Et enfin, je n'ai pas complétement compris la clé du développement économique de la Mayenne. L'esprit d'entreprise, Max Weber (dans son "Ethique protestante et l'esprit du capitalisme") a beaucoup brodé là-dessus. Mais ses thèses ont été largement réfutées. Je n'y crois pas non plus et je ne sais pas ce que ça signifie. En Mayenne, on y a ainsi visiblement l'amour du travail bien fait et on se sentirait déshonoré si le client n'était pas satisfait. Mais on sait aussi que cette "éthique du travail" ne suffit pas. La preuve, les pays dans lesquels on travaille le plus, ce sont les pays pauvres. Pour devenir riche, il faut, en fait, d'abord parvenir à mobiliser de l'épargne et du Capital puis parvenir à s'intégrer à un vaste cercle d'échanges. Mais ça, c'est une autre paire de manches.

Consigne → D'après le texte sur la Mayenne, dans quels pays travaille-t-on le plus ?

Données fournies →
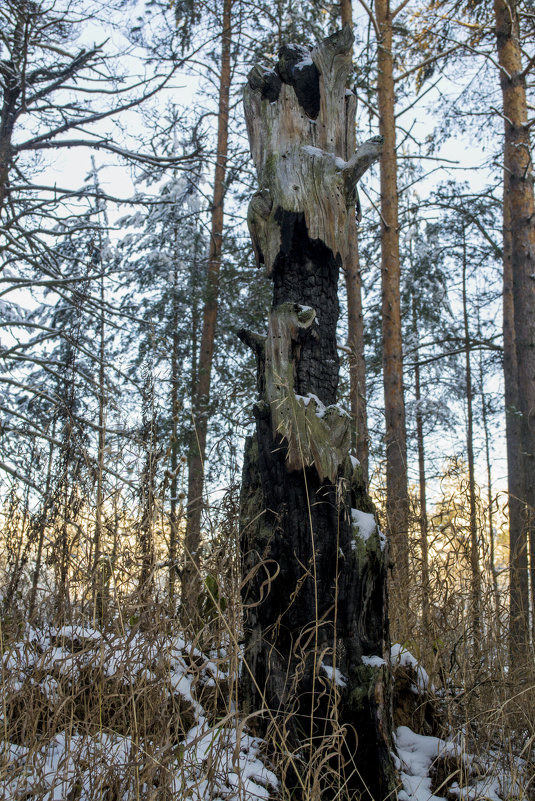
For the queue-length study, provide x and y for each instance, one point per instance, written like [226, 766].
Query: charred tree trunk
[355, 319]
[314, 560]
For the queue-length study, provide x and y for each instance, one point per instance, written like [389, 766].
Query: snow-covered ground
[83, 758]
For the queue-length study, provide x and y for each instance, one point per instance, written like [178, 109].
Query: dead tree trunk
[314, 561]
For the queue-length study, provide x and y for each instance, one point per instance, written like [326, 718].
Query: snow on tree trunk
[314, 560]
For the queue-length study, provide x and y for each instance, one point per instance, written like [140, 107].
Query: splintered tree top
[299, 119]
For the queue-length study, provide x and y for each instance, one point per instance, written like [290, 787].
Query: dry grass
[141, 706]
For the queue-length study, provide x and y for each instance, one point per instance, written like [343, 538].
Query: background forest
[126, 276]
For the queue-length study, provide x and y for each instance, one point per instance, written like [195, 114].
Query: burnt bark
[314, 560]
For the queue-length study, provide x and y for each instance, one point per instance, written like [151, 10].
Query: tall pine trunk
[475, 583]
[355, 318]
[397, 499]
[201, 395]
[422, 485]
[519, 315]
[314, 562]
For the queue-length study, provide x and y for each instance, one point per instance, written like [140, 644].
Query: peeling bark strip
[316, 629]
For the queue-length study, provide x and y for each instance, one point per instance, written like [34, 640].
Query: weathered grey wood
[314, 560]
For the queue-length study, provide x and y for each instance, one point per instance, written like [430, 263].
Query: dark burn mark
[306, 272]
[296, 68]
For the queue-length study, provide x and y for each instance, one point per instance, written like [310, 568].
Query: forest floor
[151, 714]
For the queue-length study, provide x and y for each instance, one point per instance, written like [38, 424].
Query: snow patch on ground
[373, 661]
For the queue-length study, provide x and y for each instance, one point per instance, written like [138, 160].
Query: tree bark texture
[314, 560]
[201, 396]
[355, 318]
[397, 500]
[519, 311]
==
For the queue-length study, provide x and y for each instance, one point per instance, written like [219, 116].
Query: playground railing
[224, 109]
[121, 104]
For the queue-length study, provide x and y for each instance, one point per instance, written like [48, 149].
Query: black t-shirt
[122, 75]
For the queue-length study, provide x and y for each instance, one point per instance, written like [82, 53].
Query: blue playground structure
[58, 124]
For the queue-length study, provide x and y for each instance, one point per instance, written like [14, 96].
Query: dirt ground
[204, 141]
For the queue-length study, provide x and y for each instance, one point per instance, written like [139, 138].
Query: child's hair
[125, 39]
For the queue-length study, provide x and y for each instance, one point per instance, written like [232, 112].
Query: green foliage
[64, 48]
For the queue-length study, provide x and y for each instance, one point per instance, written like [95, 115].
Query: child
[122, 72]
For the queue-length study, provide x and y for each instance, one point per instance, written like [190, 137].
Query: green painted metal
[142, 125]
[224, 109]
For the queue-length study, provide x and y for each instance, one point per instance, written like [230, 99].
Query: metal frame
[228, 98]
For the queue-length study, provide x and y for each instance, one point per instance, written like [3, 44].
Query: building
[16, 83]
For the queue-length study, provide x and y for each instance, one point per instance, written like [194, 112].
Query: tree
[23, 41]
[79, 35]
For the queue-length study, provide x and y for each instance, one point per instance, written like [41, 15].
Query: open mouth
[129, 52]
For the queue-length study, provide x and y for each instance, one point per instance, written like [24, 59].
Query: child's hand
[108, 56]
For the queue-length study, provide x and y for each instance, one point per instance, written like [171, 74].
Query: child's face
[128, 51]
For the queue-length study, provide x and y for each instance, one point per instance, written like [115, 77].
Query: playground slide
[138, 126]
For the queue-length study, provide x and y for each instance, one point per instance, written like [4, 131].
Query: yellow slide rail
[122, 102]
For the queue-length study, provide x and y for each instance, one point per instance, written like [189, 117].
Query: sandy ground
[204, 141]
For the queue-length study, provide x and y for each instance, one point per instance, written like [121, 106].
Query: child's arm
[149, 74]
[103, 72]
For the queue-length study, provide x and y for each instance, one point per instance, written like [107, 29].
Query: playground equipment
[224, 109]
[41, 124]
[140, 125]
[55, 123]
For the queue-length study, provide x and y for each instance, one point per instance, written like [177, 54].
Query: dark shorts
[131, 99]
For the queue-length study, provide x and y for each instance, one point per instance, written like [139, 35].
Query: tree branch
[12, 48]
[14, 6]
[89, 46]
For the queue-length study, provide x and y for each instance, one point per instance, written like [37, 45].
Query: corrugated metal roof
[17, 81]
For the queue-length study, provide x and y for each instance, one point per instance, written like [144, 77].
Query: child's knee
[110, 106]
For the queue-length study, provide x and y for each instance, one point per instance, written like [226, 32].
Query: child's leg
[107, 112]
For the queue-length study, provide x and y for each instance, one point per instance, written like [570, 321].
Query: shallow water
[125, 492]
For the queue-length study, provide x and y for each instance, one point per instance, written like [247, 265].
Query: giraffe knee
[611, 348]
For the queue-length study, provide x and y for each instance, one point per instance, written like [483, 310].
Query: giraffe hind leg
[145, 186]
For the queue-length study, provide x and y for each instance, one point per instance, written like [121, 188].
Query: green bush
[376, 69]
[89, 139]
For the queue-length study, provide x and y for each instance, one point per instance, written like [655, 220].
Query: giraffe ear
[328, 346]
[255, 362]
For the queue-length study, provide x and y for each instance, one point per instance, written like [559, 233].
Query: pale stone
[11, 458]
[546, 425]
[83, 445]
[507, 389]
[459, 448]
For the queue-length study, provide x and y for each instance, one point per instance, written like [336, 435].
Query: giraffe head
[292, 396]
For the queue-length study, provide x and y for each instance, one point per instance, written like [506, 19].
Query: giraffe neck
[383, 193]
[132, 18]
--
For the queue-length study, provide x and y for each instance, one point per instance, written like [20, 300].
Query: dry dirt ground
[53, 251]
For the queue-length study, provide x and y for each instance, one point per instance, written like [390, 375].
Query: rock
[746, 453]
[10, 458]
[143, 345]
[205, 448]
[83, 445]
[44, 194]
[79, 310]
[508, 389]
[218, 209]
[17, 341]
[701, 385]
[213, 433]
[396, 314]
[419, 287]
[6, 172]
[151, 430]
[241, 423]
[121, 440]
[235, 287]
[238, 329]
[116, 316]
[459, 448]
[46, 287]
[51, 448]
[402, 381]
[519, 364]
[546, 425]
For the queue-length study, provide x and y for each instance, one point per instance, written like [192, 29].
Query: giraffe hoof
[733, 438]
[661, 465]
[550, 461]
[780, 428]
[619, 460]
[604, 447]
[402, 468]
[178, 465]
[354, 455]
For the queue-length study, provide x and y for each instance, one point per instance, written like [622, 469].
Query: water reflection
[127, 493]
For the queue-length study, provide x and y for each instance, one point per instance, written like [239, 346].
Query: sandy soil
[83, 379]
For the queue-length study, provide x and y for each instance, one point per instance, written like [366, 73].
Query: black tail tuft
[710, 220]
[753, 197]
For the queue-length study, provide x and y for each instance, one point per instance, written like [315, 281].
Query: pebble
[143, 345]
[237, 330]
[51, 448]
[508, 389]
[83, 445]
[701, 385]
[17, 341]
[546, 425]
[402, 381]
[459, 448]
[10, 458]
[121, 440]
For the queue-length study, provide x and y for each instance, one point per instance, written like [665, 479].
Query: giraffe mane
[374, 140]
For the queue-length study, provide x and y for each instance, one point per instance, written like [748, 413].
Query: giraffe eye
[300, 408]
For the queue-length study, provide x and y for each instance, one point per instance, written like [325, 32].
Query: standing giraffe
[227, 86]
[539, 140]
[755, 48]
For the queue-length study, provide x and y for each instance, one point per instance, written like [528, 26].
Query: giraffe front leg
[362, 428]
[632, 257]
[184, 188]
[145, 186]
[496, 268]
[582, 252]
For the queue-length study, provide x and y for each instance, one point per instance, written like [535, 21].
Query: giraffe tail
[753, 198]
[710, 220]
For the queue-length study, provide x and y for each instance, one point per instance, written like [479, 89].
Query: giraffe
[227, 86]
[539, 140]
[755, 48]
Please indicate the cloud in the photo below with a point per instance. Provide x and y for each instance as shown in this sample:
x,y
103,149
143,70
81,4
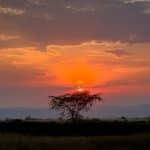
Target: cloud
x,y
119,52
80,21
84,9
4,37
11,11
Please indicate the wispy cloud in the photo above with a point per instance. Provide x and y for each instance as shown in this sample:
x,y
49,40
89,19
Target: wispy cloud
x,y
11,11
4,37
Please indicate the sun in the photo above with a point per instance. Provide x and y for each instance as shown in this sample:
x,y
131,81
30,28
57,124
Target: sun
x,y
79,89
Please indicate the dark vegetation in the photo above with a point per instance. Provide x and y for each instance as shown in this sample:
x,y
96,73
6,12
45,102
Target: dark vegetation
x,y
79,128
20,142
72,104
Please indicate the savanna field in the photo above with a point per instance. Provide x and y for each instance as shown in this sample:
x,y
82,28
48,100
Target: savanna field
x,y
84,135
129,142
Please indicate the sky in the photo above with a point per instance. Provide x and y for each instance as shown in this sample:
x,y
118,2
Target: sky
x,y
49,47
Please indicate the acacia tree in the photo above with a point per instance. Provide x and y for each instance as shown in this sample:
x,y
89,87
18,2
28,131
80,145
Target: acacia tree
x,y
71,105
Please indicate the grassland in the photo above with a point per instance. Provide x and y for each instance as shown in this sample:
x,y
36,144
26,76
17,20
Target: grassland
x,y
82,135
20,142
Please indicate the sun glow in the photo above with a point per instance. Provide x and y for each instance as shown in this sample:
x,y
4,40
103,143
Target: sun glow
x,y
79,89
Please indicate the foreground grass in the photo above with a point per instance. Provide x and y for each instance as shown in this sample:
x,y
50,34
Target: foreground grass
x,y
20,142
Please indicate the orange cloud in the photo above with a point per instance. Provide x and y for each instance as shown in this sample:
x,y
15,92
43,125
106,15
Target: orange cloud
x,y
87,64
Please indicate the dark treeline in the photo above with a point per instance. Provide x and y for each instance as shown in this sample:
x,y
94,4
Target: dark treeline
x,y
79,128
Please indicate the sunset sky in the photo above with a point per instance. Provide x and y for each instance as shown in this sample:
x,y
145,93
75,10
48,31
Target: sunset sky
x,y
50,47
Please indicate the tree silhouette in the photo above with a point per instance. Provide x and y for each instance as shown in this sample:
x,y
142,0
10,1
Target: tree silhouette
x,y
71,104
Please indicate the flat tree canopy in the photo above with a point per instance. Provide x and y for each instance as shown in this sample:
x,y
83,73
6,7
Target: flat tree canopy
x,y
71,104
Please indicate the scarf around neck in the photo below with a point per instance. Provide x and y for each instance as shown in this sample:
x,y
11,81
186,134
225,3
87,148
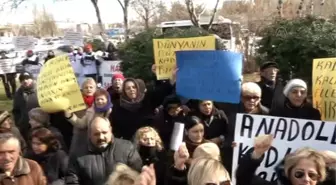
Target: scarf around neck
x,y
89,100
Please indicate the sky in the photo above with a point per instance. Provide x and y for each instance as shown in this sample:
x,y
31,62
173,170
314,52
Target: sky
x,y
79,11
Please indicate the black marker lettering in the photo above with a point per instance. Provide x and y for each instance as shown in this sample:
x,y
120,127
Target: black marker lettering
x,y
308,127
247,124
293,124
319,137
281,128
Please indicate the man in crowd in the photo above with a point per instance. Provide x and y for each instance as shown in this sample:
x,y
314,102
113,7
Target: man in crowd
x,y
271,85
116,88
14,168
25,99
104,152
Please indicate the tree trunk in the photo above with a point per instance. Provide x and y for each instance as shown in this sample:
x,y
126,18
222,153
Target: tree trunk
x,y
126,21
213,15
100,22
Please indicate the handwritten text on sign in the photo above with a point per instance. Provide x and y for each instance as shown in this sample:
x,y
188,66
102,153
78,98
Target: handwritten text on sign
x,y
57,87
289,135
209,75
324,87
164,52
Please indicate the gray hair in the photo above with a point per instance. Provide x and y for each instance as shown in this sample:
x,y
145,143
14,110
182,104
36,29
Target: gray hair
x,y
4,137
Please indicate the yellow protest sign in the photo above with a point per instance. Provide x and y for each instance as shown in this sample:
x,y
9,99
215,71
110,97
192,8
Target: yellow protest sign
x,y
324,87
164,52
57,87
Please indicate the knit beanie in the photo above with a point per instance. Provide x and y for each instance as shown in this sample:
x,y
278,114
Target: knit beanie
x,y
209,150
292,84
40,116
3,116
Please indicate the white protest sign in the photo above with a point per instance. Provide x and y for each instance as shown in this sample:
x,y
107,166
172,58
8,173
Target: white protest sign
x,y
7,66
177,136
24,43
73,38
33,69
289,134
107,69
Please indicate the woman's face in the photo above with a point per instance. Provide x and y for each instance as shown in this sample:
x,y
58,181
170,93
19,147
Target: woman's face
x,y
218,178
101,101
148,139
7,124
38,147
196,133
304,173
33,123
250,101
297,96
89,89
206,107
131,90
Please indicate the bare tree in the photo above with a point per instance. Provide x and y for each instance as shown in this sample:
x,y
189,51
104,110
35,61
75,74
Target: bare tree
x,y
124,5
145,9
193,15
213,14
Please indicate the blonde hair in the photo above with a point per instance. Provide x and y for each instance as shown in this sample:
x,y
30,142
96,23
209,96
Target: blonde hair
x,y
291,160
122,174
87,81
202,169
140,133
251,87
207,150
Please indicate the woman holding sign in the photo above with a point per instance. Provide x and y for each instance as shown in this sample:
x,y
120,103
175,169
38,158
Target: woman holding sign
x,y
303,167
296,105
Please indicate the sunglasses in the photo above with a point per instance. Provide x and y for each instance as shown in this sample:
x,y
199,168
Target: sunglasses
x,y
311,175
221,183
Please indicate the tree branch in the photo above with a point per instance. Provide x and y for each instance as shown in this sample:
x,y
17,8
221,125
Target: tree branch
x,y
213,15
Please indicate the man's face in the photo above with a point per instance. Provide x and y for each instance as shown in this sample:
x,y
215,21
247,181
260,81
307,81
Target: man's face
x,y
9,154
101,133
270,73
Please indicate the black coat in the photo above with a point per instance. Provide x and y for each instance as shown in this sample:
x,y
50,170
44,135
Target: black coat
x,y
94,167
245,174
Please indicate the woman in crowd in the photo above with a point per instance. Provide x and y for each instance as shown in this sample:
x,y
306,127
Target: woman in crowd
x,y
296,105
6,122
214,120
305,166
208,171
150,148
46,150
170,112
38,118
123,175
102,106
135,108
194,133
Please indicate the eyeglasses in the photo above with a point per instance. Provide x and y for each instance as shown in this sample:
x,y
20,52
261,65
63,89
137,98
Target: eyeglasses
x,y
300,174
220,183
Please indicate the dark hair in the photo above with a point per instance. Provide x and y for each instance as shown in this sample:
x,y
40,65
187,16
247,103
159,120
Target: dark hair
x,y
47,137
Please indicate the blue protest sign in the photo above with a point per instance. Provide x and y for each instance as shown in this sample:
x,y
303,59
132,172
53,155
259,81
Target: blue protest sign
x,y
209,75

Réponse ci-dessous → Dans les pays pauvres.